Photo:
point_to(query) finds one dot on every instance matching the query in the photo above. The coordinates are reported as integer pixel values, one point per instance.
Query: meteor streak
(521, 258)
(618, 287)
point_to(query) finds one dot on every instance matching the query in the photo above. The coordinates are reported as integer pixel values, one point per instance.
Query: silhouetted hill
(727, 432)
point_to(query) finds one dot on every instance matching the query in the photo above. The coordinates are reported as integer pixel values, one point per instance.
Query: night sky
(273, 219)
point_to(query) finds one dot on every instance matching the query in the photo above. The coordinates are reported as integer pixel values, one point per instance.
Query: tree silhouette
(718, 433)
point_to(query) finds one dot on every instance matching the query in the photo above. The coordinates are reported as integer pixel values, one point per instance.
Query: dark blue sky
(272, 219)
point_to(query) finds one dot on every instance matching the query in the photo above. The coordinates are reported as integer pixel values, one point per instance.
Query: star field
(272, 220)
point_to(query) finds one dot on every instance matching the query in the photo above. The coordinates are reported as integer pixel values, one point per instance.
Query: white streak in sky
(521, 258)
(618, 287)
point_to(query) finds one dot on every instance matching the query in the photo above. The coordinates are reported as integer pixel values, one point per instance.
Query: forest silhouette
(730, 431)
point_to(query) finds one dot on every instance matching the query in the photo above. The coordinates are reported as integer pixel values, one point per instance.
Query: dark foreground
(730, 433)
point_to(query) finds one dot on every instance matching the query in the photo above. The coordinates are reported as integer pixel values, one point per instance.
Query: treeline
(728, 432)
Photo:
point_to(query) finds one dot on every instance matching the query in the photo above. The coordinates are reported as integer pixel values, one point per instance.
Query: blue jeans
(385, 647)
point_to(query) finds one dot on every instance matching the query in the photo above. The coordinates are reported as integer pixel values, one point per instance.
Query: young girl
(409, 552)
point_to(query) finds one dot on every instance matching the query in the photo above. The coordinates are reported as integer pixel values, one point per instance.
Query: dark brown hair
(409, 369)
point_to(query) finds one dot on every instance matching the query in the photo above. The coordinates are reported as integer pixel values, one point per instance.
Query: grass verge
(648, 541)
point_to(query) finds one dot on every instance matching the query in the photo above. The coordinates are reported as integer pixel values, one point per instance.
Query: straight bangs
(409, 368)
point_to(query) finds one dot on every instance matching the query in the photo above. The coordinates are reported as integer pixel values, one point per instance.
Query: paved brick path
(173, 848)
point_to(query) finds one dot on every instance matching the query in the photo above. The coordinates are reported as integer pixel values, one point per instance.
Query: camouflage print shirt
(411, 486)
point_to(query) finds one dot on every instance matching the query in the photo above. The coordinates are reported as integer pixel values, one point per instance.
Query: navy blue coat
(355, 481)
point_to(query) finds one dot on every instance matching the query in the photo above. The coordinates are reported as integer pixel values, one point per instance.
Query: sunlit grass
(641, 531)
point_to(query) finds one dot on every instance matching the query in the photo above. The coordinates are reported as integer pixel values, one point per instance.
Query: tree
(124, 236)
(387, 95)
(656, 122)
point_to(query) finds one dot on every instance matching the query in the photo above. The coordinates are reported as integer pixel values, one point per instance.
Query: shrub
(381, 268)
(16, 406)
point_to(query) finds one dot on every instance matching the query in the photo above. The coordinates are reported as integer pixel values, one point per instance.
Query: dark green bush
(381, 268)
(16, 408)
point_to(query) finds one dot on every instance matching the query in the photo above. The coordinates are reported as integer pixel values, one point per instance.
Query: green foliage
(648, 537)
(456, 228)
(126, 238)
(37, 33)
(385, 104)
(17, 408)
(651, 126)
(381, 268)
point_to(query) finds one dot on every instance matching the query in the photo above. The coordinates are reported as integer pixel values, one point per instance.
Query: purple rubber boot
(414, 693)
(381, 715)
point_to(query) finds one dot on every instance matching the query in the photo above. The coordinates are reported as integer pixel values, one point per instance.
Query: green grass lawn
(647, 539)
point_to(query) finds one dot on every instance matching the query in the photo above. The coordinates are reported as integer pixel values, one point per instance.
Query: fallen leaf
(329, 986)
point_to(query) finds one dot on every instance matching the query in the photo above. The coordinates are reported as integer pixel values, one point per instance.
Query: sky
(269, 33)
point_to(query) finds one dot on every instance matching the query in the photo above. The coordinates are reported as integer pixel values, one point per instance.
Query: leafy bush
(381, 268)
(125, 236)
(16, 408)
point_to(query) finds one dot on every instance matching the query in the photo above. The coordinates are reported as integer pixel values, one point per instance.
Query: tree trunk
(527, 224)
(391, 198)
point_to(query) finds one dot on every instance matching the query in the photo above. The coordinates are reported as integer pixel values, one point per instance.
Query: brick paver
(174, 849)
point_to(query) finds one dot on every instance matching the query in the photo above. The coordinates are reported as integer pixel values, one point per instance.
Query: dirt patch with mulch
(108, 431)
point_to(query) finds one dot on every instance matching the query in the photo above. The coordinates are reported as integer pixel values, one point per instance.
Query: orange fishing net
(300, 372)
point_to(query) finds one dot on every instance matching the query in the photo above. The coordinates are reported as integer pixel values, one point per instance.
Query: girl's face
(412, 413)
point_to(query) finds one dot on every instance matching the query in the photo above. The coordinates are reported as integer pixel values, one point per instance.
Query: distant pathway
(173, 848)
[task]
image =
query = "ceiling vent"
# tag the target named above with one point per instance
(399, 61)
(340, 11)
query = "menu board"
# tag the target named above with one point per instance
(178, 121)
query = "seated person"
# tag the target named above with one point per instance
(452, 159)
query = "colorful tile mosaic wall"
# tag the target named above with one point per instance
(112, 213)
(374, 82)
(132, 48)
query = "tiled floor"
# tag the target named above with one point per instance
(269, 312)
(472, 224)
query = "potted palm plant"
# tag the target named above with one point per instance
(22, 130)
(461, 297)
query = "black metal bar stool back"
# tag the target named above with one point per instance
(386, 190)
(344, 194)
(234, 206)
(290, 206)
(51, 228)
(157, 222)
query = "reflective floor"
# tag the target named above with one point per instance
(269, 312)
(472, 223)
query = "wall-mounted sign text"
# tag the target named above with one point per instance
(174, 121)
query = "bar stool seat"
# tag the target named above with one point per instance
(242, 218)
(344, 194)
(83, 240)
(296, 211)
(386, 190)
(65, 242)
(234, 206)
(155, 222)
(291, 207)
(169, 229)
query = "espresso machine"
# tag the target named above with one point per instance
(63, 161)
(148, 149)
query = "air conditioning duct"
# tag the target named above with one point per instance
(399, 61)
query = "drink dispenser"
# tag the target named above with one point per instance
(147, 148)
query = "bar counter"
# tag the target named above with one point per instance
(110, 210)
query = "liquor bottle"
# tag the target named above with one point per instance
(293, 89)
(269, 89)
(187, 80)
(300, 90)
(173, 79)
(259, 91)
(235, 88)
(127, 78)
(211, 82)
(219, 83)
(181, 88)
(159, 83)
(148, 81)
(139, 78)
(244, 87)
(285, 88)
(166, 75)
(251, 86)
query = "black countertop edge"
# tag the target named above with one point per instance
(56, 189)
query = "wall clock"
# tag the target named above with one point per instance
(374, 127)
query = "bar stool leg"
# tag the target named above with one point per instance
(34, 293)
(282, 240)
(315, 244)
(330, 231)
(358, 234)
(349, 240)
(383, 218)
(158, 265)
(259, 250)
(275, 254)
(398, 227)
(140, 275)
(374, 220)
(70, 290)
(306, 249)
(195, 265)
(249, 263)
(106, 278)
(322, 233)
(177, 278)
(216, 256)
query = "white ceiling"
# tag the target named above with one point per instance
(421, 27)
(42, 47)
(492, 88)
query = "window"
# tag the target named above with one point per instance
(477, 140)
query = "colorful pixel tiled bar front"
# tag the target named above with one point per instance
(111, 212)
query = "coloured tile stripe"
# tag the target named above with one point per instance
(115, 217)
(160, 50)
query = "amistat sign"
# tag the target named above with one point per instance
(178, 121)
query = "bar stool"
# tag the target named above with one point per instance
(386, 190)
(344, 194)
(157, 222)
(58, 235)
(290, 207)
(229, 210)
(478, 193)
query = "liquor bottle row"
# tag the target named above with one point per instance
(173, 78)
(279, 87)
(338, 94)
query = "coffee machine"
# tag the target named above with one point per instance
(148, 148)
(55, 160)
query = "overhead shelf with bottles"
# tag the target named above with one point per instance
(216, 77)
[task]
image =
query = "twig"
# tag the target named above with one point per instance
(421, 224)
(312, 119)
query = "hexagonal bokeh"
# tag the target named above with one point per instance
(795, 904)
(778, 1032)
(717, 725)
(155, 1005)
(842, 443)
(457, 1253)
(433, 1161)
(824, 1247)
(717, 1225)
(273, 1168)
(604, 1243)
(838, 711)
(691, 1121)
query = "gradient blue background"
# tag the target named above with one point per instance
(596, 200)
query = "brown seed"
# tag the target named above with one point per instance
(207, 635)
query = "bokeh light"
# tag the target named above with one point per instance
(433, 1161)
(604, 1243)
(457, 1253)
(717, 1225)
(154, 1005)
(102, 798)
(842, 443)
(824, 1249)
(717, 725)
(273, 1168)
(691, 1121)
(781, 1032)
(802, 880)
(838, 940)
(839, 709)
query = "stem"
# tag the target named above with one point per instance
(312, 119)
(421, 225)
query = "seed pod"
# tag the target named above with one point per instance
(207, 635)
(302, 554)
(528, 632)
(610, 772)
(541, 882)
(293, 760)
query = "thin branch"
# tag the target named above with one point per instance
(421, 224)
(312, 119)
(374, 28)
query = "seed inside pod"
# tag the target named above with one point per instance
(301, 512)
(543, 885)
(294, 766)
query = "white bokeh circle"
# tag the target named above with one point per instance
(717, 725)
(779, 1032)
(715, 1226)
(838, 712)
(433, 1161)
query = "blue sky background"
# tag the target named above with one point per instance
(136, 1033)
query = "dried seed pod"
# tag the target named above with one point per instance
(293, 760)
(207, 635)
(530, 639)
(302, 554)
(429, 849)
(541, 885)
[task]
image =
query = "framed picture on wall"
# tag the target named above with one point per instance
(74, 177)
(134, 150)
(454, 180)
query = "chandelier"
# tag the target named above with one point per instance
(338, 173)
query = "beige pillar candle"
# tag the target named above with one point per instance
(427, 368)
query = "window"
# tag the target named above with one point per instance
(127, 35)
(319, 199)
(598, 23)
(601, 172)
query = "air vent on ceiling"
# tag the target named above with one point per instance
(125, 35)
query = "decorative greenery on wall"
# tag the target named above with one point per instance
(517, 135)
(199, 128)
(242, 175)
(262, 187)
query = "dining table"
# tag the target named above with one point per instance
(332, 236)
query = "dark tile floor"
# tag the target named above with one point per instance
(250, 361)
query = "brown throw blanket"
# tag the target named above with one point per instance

# # # # #

◆ Problem requirements: State how many lines of the records above contain the string "tiled", counting case as significant. Give only the number.

◆ Exercise response: 2